**REQUIRED WORK:** Copy every line of the material below word for word, changing nothing.
— begin —
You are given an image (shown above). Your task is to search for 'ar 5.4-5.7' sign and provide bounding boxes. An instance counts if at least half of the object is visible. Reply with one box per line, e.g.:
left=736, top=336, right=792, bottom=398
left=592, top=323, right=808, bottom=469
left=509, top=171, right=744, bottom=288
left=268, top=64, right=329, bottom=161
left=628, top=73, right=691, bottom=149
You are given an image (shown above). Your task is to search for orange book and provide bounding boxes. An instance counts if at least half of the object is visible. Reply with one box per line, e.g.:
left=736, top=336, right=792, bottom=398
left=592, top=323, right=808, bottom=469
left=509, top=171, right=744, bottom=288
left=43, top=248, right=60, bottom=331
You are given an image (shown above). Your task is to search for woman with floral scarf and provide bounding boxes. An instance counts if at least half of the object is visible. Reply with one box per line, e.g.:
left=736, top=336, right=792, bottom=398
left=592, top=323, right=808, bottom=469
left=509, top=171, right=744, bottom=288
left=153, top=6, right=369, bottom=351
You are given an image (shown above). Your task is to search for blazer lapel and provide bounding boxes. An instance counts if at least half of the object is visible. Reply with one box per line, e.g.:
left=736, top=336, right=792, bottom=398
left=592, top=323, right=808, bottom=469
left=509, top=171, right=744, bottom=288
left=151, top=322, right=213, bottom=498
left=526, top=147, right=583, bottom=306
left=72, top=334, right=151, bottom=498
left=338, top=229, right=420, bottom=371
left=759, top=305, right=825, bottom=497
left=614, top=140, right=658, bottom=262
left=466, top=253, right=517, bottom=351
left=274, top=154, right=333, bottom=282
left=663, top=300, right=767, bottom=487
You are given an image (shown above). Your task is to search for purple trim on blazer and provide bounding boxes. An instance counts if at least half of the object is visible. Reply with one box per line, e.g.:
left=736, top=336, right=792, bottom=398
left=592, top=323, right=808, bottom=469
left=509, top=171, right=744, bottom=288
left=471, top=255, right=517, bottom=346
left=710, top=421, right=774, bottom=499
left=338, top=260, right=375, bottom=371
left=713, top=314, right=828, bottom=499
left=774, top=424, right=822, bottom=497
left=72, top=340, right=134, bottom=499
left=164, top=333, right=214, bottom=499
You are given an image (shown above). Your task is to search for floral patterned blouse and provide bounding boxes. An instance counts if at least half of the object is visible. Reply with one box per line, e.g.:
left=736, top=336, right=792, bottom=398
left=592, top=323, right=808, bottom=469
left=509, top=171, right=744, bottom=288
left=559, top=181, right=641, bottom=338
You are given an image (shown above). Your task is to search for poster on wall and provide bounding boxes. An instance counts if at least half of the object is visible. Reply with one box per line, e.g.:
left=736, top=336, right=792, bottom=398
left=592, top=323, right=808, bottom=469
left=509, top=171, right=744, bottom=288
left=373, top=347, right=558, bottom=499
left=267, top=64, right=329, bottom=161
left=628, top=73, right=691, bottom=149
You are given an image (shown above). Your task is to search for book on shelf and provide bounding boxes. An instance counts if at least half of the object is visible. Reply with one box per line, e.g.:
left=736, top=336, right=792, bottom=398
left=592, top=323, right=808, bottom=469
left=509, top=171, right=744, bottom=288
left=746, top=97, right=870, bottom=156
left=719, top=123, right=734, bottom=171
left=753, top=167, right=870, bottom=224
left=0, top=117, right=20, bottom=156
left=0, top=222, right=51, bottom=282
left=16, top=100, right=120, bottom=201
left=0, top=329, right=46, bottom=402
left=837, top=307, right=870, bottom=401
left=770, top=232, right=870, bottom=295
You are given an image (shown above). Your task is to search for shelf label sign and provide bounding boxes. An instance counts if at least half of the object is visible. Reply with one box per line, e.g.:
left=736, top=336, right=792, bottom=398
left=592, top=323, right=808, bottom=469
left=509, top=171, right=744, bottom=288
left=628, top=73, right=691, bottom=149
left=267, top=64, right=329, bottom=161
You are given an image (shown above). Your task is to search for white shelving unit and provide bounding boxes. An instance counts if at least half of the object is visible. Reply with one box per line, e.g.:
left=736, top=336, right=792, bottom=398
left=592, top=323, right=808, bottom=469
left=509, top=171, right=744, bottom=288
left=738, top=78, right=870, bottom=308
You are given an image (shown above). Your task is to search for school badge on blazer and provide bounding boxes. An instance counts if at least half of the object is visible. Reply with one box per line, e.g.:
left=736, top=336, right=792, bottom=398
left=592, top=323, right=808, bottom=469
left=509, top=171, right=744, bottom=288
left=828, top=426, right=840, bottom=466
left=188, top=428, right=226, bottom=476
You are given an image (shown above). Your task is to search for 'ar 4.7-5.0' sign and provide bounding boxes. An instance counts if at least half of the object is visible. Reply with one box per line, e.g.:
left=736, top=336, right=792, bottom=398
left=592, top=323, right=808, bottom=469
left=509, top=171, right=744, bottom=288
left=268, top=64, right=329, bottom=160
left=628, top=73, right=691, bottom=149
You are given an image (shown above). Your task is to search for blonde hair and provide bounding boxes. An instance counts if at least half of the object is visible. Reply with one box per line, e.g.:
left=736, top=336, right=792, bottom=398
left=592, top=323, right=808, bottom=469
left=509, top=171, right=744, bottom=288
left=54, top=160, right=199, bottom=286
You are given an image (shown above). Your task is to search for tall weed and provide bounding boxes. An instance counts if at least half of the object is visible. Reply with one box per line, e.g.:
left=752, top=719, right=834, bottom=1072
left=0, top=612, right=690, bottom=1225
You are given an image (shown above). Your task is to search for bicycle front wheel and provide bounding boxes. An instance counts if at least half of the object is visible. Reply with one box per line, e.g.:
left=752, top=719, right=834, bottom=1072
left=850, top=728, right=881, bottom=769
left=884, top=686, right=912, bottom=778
— end —
**TASK SOLUTION:**
You are given an image (shown above). Your task is to search for 'ar 5.4-5.7' sign and provide bounding boxes. An instance counts if at least half of the object is visible. Reply with one box per line, e.g.:
left=736, top=336, right=792, bottom=398
left=592, top=323, right=808, bottom=469
left=509, top=171, right=744, bottom=288
left=268, top=64, right=329, bottom=161
left=628, top=73, right=691, bottom=149
You are given an image (shown above). Your task is to search for orange book and provide bounding boxes. An instance counts if at least half of the object is visible. Reply with one box per line, e.g.:
left=736, top=336, right=792, bottom=398
left=592, top=323, right=808, bottom=469
left=509, top=171, right=744, bottom=288
left=43, top=248, right=60, bottom=331
You are given an image (shown above). Your task is to search for woman with floral scarf and provide bounding boxes. An instance counts if at least half of the object is visible. Reply with one box per line, e.g.:
left=736, top=336, right=792, bottom=398
left=592, top=323, right=808, bottom=469
left=509, top=171, right=744, bottom=288
left=153, top=6, right=369, bottom=351
You are given an image (shown above). Your task is to search for blazer lapel and provide bounding boxes. An instance counts if at least half of the object is visible. Reply with one box per line, e.g.:
left=736, top=336, right=792, bottom=398
left=592, top=323, right=808, bottom=469
left=509, top=171, right=744, bottom=288
left=151, top=322, right=213, bottom=498
left=526, top=147, right=583, bottom=306
left=72, top=334, right=151, bottom=498
left=338, top=229, right=420, bottom=371
left=759, top=305, right=825, bottom=497
left=614, top=140, right=658, bottom=262
left=466, top=253, right=517, bottom=351
left=274, top=154, right=333, bottom=282
left=663, top=300, right=767, bottom=487
You are given an image (shown above). Your task is to search for purple trim on blazer and provide bounding boxes. An instance counts if at least half of the object is visible. Reply with one box per line, e.g.:
left=736, top=336, right=792, bottom=398
left=592, top=323, right=808, bottom=469
left=509, top=171, right=744, bottom=288
left=471, top=255, right=517, bottom=346
left=710, top=421, right=774, bottom=499
left=338, top=260, right=375, bottom=371
left=713, top=314, right=828, bottom=499
left=774, top=424, right=822, bottom=497
left=72, top=340, right=134, bottom=499
left=164, top=333, right=214, bottom=499
You are given an image (shown above). Your task is to search for floral patterned blouse and provide bounding boxes. An instance counts if at least half of the object is visible. Reply with one box per line, e.g.:
left=736, top=336, right=792, bottom=398
left=592, top=323, right=808, bottom=469
left=509, top=171, right=744, bottom=288
left=559, top=181, right=641, bottom=338
You are given an image (shown above). Your task is to search for poster on wall and provide bounding boxes. An instance counts if at least half of the object is visible. Reply with one box per line, e.g.:
left=736, top=336, right=792, bottom=398
left=592, top=323, right=808, bottom=469
left=509, top=171, right=744, bottom=288
left=373, top=347, right=558, bottom=499
left=267, top=64, right=329, bottom=161
left=628, top=73, right=691, bottom=149
You are given an image (shown above). Your task is to search for book on shelf and provide bounding boxes. An instance counts if at least half of the object is visible. Reply with one box per line, e.g.:
left=736, top=336, right=792, bottom=398
left=592, top=323, right=808, bottom=469
left=509, top=171, right=744, bottom=288
left=746, top=97, right=870, bottom=156
left=719, top=123, right=734, bottom=171
left=753, top=167, right=870, bottom=224
left=0, top=117, right=20, bottom=156
left=0, top=222, right=51, bottom=282
left=16, top=100, right=120, bottom=201
left=0, top=329, right=46, bottom=402
left=837, top=307, right=870, bottom=401
left=770, top=232, right=870, bottom=295
You are given an image (shown above). Your task is to search for shelf label sign and provide bounding boxes. An instance counts if at least half of the object is visible. Reply with one box per line, e.g.:
left=736, top=336, right=792, bottom=398
left=592, top=323, right=808, bottom=469
left=509, top=171, right=744, bottom=288
left=628, top=73, right=691, bottom=149
left=267, top=64, right=329, bottom=161
You are given an image (shown above). Your task is to search for white shelving unit and provide bounding boxes. An instance counts if at least half of the object is visible. Reply with one box per line, e.g.:
left=736, top=336, right=792, bottom=398
left=592, top=323, right=808, bottom=469
left=509, top=171, right=744, bottom=288
left=738, top=78, right=870, bottom=308
You are given an image (shown above). Your task is to search for school badge on blazer and provide bounding boxes. An instance counts if at least half of the object is visible. Reply with one box per line, e.g.:
left=736, top=336, right=792, bottom=398
left=592, top=323, right=808, bottom=469
left=509, top=171, right=744, bottom=288
left=828, top=426, right=840, bottom=466
left=188, top=428, right=226, bottom=476
You are given an image (shown above). Your task is to search for 'ar 4.7-5.0' sign and provide bounding boxes. An instance counts if at least half of the object is visible. Reply with one box per line, e.g.:
left=736, top=336, right=792, bottom=398
left=592, top=323, right=808, bottom=469
left=509, top=171, right=744, bottom=288
left=268, top=64, right=329, bottom=160
left=628, top=73, right=691, bottom=149
You are given an image (shown above). Your task is to search for blonde hair and provide bounding boxes. An instance counts if at least half of the object is visible. Reply with one box per line, e.g.:
left=736, top=336, right=792, bottom=398
left=592, top=323, right=808, bottom=469
left=509, top=171, right=744, bottom=288
left=54, top=160, right=199, bottom=286
You are given an image (shown above). Your task is to search for tall weed and provide bounding boxes. An instance counts if at least half of the object is visible. Reply with one box per line, e.g.:
left=752, top=719, right=834, bottom=1072
left=0, top=612, right=690, bottom=1225
You are given an image (shown above). Your task is to search for bicycle front wheel and provide bounding boxes. An instance counts if at least half of the object is visible. Reply with one box per line, e.g.:
left=752, top=719, right=834, bottom=1072
left=850, top=728, right=881, bottom=769
left=884, top=686, right=912, bottom=778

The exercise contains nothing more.